| Given instruction |
Reproduce the game session recap word for word, everything from "In fact, it" down to "so later on).".

| Excerpt provided |
In fact, it had quite the opposite effect: Logan "misread" the meaning behind my T-shirt, realizing I do not own a red dragon T-shirt, realizing also that he painted two red dragon miniatures for me recently, and realizing that red dragons lair in the mountains, he put those facts together and surmised the PCs would be facing a red dragon (or dragons) at some point in this adventure. In fact, this bit of meta-gaming might have had some detrimental effects on the PCs' overall success, because after Logan's reasoning was spelled out at the table, Dan opted to forego having Gilbert Fung prepare any fireball spells for this adventure (and then voicing his regret about having done so later on).
Coincidence? You be the judge.
PC Roster:
Binkadink Dundernoggin, gnome fighter 9
Castillan Ivenheart, elf bounder 9
Darrien, half-elf ranger 9
Finoula Cloudshadow, elf ranger 9
Gilbert Fung, human wizard 9
Castillan Ivenheart, elf bounder 9
Darrien, half-elf ranger 9
Finoula Cloudshadow, elf ranger 9
Gilbert Fung, human wizard 9
NPC Roster:
Aithanar Ivenheart, elf fighter 2
Ingebold Battershield, dwarven cleric 8 (Moradin)
Ingebold Battershield, dwarven cleric 8 (Moradin)
Game Session Date: 29 October 2016
- - -
Traveling north back through the Clatspur Mountain pass in the Vistani wagon, the group met up with Aithanar heading south in the mule wagon, Daisy the pony, Wrath the timber wolf, and Obvious the jackalope all following behind. The two groups formed back into one: Aithanar swapped wagons and took his accustomed place back driving the Vistani wagon while Ingebold took up the reins of her father's mules; Binkadink and Finoula mounted Obvious and Daisy, respectively; and Gilbert Fung sat inside the Vistani wagon ignoring everything but the pages of his Omnibook, researching variations of the ritual used to summon a familiar to service. Then they resumed their northern journey, Binkadink especially eager to meet up with the group of weaponsmiths and wizards specializing in magic weapon enhancements, rumored to be just north of the Clatspur Mountain range.

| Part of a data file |
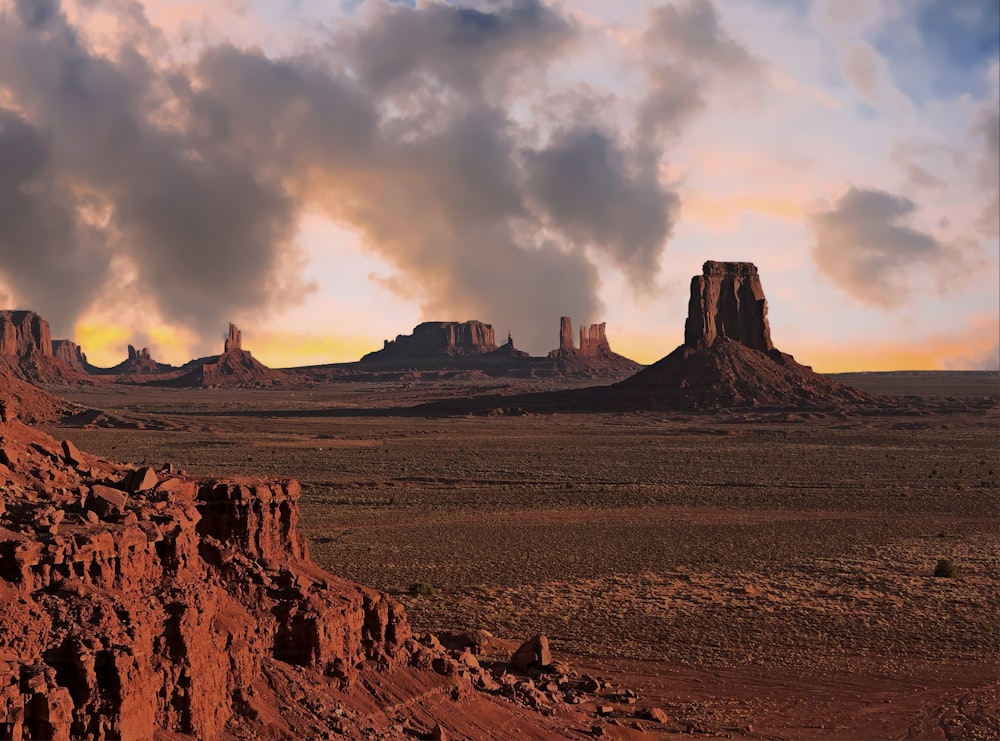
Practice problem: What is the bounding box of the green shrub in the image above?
[410,581,434,597]
[934,558,958,579]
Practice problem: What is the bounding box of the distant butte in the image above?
[361,320,497,363]
[608,260,871,409]
[416,260,876,414]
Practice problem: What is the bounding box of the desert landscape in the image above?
[0,0,1000,741]
[5,262,1000,741]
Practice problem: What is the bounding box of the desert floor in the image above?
[52,374,1000,739]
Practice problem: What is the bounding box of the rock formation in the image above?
[0,378,620,741]
[166,324,287,388]
[361,320,497,363]
[559,316,583,351]
[548,316,621,358]
[684,260,774,352]
[416,261,878,414]
[223,322,243,352]
[609,260,871,409]
[0,311,52,359]
[0,311,87,383]
[547,316,642,379]
[52,340,90,373]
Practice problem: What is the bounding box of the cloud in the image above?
[0,0,304,346]
[639,0,763,138]
[971,102,1000,238]
[526,126,680,288]
[810,187,961,309]
[0,108,109,331]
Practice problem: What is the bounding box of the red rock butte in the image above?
[684,260,774,352]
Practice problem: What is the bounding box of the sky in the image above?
[0,0,1000,372]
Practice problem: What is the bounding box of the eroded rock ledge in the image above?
[0,422,415,739]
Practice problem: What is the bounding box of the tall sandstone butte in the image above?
[0,311,52,359]
[684,260,774,352]
[549,316,612,358]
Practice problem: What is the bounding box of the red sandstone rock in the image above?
[684,260,774,352]
[361,320,497,363]
[510,635,552,672]
[84,484,128,517]
[559,316,574,350]
[52,340,90,373]
[0,311,87,383]
[223,322,243,352]
[62,440,84,466]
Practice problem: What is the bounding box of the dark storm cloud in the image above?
[526,127,680,288]
[0,108,108,331]
[0,0,720,351]
[811,188,960,308]
[639,0,760,137]
[0,3,293,346]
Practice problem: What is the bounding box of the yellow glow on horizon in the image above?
[73,322,132,368]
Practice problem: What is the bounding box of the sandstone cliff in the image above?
[547,316,642,378]
[0,311,87,383]
[166,324,287,388]
[52,340,90,373]
[361,320,497,363]
[684,260,774,352]
[610,260,871,409]
[0,382,606,741]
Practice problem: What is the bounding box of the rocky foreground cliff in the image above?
[0,369,632,741]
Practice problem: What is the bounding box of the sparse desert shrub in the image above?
[410,581,434,597]
[934,558,958,579]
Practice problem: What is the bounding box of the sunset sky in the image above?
[0,0,1000,372]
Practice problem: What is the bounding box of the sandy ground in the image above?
[55,374,1000,739]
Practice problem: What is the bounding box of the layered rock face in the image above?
[0,311,52,359]
[684,260,774,352]
[0,422,415,741]
[166,324,286,388]
[52,340,90,373]
[0,311,87,383]
[361,320,497,363]
[602,260,872,409]
[223,322,243,352]
[548,316,608,358]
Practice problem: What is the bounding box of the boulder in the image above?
[84,484,128,518]
[510,634,552,672]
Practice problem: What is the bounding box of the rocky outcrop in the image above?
[0,311,87,383]
[547,316,642,380]
[0,365,83,422]
[417,261,879,414]
[559,316,583,351]
[580,322,611,358]
[223,322,243,352]
[0,398,624,741]
[0,311,52,359]
[0,423,412,739]
[548,316,621,358]
[166,324,287,388]
[361,320,497,363]
[52,340,90,373]
[684,260,774,352]
[609,260,873,409]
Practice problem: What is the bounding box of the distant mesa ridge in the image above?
[606,260,872,409]
[548,316,620,358]
[361,319,497,363]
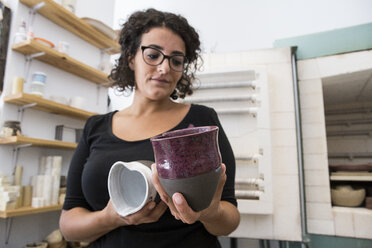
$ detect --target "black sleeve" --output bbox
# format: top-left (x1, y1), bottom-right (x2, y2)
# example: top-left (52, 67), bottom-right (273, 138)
top-left (208, 109), bottom-right (237, 206)
top-left (63, 117), bottom-right (93, 210)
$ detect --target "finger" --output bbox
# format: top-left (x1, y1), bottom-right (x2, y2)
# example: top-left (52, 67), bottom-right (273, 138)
top-left (145, 202), bottom-right (168, 223)
top-left (151, 164), bottom-right (170, 204)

| Solution for this task |
In fact, it had quite the opposite effect: Logan "misread" the meaning behind my T-shirt, realizing I do not own a red dragon T-shirt, realizing also that he painted two red dragon miniatures for me recently, and realizing that red dragons lair in the mountains, he put those facts together and surmised the PCs would be facing a red dragon (or dragons) at some point in this adventure. In fact, this bit of meta-gaming might have had some detrimental effects on the PCs' overall success, because after Logan's reasoning was spelled out at the table, Dan opted to forego having Gilbert Fung prepare any fireball spells for this adventure (and then voicing his regret about having done so later on).